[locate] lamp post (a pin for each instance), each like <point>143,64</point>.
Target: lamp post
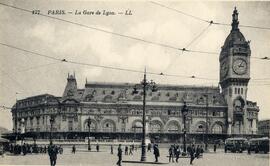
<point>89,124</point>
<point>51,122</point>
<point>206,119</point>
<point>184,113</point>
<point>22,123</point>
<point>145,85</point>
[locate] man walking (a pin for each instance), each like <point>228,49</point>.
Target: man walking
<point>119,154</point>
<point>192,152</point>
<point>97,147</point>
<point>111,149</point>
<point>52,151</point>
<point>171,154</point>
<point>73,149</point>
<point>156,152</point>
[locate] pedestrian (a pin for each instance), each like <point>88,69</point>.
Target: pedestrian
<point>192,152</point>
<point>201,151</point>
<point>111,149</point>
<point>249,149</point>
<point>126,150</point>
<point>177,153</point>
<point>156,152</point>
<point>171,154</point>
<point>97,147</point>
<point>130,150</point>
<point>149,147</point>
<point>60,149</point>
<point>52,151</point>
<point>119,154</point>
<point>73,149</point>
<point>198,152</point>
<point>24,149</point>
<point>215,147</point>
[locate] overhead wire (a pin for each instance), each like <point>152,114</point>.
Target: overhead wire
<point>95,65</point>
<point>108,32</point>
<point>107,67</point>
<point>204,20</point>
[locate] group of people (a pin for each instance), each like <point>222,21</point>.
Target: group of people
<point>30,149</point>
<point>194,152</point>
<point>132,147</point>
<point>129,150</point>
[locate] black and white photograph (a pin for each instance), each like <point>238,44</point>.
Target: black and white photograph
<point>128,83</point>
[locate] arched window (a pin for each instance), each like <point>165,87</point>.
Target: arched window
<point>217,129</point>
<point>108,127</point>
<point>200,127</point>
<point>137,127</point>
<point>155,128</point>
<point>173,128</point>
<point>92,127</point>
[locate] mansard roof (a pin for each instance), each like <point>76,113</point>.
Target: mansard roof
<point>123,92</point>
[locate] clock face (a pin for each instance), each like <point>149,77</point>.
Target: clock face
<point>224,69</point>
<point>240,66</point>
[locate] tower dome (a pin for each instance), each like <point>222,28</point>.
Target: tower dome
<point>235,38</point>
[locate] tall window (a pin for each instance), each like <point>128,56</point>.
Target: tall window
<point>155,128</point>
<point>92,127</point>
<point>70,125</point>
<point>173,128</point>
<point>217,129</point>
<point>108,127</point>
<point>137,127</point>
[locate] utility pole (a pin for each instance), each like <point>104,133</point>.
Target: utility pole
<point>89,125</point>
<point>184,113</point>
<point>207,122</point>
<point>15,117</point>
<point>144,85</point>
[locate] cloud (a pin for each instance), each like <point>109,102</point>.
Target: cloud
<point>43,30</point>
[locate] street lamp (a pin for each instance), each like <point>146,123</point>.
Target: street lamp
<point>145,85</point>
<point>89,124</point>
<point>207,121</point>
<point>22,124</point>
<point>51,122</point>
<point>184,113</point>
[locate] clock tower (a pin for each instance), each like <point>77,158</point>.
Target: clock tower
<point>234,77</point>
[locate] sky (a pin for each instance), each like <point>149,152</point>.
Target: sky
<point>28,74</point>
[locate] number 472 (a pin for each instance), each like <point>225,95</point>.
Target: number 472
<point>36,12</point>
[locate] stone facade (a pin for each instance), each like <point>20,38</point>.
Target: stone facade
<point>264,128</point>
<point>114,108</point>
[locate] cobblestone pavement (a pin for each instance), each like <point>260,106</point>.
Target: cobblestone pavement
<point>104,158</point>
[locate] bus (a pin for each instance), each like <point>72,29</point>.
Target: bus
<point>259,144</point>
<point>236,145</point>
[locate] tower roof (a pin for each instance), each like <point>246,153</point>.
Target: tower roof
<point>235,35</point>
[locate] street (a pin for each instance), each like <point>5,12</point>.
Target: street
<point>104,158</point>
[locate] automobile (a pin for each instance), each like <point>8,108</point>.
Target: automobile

> **WHAT YOU HAVE TO DO**
Within the material above, find the lines that contain the word "automobile"; copy them.

> **WORKED SOLUTION**
[locate] automobile (a pin for each instance), each like <point>8,108</point>.
Target: automobile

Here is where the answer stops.